▶ _Assignment_
Retype each record below word for word. Leave the pictures out.

▶ _Available data_
○ ○ ○ ○

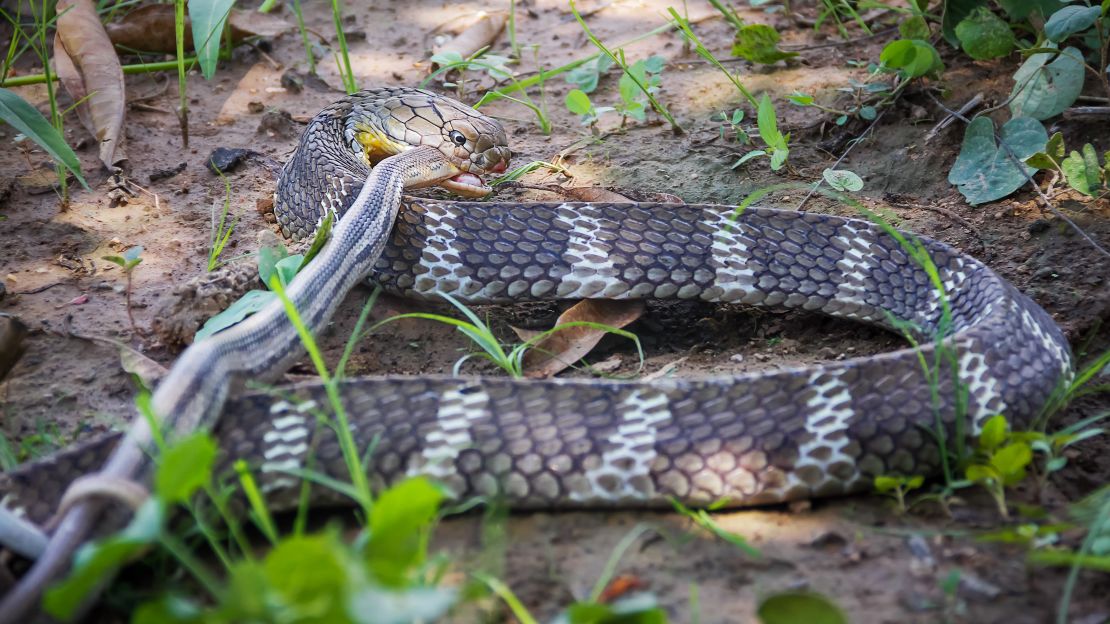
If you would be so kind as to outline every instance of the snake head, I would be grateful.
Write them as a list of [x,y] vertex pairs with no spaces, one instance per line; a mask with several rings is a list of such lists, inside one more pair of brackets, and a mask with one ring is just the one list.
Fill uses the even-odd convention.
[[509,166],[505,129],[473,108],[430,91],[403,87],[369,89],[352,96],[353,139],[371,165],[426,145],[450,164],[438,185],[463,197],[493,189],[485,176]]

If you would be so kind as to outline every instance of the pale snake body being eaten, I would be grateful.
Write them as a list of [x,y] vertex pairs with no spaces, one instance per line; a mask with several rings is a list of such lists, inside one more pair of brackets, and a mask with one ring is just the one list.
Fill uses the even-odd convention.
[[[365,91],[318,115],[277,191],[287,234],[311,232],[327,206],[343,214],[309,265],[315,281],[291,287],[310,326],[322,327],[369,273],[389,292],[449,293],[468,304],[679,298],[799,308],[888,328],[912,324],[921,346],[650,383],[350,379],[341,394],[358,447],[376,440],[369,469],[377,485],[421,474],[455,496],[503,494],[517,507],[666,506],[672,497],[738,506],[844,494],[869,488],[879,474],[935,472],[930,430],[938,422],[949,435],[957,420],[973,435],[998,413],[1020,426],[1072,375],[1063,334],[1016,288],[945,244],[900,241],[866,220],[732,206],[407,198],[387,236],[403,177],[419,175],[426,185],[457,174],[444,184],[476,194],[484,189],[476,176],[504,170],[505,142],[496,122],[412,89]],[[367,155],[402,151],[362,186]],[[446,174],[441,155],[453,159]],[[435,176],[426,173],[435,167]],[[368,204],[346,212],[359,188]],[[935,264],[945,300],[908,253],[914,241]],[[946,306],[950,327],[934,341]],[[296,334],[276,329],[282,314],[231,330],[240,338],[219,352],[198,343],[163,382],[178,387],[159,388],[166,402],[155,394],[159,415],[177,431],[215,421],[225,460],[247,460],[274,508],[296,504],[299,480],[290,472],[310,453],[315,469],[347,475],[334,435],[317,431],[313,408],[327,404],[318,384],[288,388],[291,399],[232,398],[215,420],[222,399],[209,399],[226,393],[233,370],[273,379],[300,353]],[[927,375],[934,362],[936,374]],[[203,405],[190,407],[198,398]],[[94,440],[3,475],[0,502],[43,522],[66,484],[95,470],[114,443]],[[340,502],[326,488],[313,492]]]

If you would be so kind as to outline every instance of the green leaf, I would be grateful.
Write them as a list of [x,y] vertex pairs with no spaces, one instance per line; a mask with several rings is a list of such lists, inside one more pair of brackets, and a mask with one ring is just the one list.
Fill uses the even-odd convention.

○ ○ ○ ○

▶ _Solution below_
If you would be so kind as to outline every instance of the snake head, I would be grateful.
Write them as a list of [x,y] vertex pairs with no spaces, one instance per line; a mask with several rings is a list of such lists, inside one more pair of brackets, and a mask with one ring is just the one list.
Fill uses the even-odd convention.
[[509,166],[505,129],[473,108],[430,91],[403,87],[369,89],[352,96],[353,139],[371,165],[426,145],[450,164],[438,185],[463,197],[493,189],[485,176]]

If you would be so kind as to outline every instance of the pale snake body being eaten, I would be grateful.
Write them as a list of [x,y] vertex pairs with no spaces, one instance per line; a mask with several rings is a list of such lists, inside one more pair of brackets, and a mask with one ring is just the one list.
Fill uses the even-odd convention.
[[[365,91],[318,115],[277,191],[287,234],[311,232],[327,206],[343,214],[309,265],[315,281],[291,287],[310,326],[322,327],[369,273],[389,292],[449,293],[468,304],[679,298],[799,308],[888,328],[912,324],[921,346],[650,383],[350,379],[341,394],[358,447],[376,440],[369,469],[377,485],[421,474],[455,496],[503,494],[517,507],[666,506],[672,497],[738,506],[844,494],[869,488],[879,474],[935,472],[930,430],[938,422],[949,435],[957,420],[973,435],[998,413],[1020,426],[1072,375],[1063,334],[1016,288],[945,244],[900,241],[866,220],[732,206],[407,198],[387,236],[403,177],[419,175],[426,185],[457,174],[444,184],[476,194],[484,189],[476,176],[504,170],[505,142],[496,122],[412,89]],[[367,155],[402,151],[362,186]],[[446,174],[441,155],[453,159]],[[435,176],[426,173],[435,167]],[[368,204],[346,212],[359,188]],[[935,264],[945,300],[908,253],[914,241]],[[946,306],[950,327],[934,341]],[[296,334],[276,329],[282,314],[231,330],[240,338],[219,352],[198,343],[163,382],[178,387],[159,388],[166,402],[155,394],[159,415],[177,431],[215,421],[225,460],[247,460],[274,508],[296,504],[299,480],[290,472],[310,453],[315,469],[347,475],[334,435],[317,431],[313,408],[327,404],[318,384],[288,388],[291,399],[232,398],[215,420],[222,399],[209,399],[226,393],[233,370],[273,379],[300,353]],[[927,375],[934,362],[936,374]],[[203,405],[190,407],[198,398]],[[94,440],[3,475],[0,502],[43,522],[66,484],[95,470],[114,443]],[[340,502],[326,488],[313,492]]]

If you would be so kind as to outline every instance of the green leaf, I would be grateful.
Write them as a list of [x,y] vertex pairs with no spaces, one instance per line; a mask with several rings is a list of such lists, inside one more pair of brackets, and a mask with one ring is just the one list.
Fill uses the even-odd convention.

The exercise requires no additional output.